Quizá porque quedo implicada en las páginas, porque aquí y allá he vivido la emoción de que quién escribió lo hizo para mí y para mi deleite, o tal vez, porque entre palabras y “buenos libros” he logrado estar, sentir, imaginar, saborear, escuchar y pensar, para luego tratar de ser y vivir, cuando me siento empujada a escribir.

Mochilas de esperanza

Isaac Gabriel Zurita Suarez. Edad 12 años.

Estudiante y escritor apasionado por compartir historias de esperanza.   

Una noche escuché a mis padres, hablando sobre mudarnos a casa de mi mami Elsa (mi abuela), porque donde vivíamos no les alcanzaba lo que ganaban para cubrir nuestras necesidades. Al llegar a casa de mi abuela, sufrí cambios importantes, me cambiaron de colegio y cuando comenzaba a adaptarme a mi nueva vida debíamos salir del país, pues mis padres no conseguían empleo y en realidad no querían ser una carga para mi abuela.

------------------------------------

◆ TAREAS POR HACER:
(1) Según el relato «Mochilas de esperanza», ¿por qué la familia tuvo que salir del país? Contesta en una a tres oraciones.
(2) Sigue con el relato «Mochilas de esperanza» a partir de su última oración.

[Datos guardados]
------------------------------------

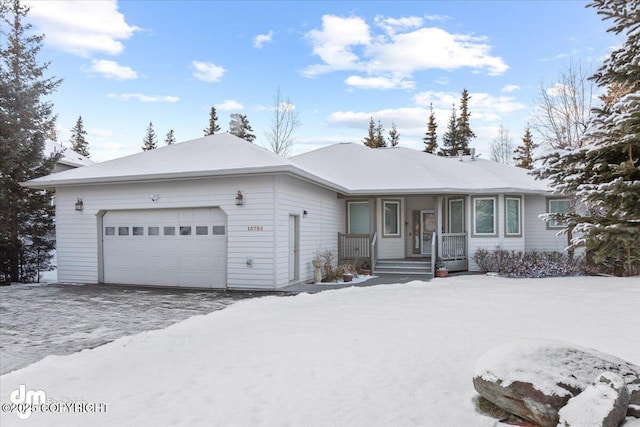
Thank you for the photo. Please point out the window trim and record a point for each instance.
(449, 221)
(494, 199)
(506, 216)
(349, 203)
(396, 202)
(556, 199)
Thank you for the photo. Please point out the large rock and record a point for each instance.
(533, 379)
(602, 404)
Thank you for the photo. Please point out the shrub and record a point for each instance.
(528, 264)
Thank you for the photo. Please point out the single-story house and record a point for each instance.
(220, 212)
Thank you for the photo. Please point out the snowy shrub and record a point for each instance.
(528, 264)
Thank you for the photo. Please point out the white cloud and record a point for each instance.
(143, 98)
(229, 105)
(509, 88)
(261, 39)
(208, 72)
(379, 82)
(112, 70)
(403, 46)
(82, 27)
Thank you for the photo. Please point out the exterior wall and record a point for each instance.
(538, 237)
(326, 217)
(500, 241)
(78, 233)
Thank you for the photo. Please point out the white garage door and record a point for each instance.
(166, 247)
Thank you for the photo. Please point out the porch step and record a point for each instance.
(403, 267)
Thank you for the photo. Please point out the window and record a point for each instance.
(456, 216)
(391, 226)
(484, 216)
(358, 218)
(557, 206)
(513, 216)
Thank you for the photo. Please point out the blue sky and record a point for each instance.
(127, 63)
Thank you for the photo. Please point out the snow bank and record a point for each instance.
(383, 355)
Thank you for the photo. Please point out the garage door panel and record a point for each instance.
(156, 253)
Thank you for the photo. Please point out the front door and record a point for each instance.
(427, 227)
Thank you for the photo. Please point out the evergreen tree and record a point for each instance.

------------------------------------

◆ LISTA DE RESPUESTAS:
(1) Porque los padres no conseguían empleo y, en realidad, no querían ser una carga para la abuela.

(2)
Salimos de VENEZUELA en el mes de mayo, un día muy especial, era el domingo día de las madres, ¡ya era una realidad! yo ignoraba lo que me estaba ocurriendo y ni siquiera sabía dónde íbamos a dormir. Llegamos a un pueblo llamado San Antonio, y allí atravesamos un puente donde había mucha gente, vi muchos policías vestidos de camuflaje verde y azul en ambas puntas del puente, yo me preguntaba: ¿Dónde estamos?… tengo miedo! y se lo dije a mi mamá, y ella con cariño me contestó: ¡Si no te separas de mí no te pasara nada!

Pasamos varios meses en una ciudad que luego supe que se llamaba Cúcuta y pertenecía a un país llamado Colombia; noté con tristeza que nos miraban mal y nos trataban con desprecio, mi papá aún no conseguía empleo estable…

Una noche los escuche hablando que en la mañana siguiente nos iríamos de allí, a otro lugar. Bien temprano agarramos las maletas, me colgué mi mochila y emprendimos la caminata; no supe nunca cuál sería nuestro destino, lo que observaba era que caminaba y no llegábamos a ninguna parte.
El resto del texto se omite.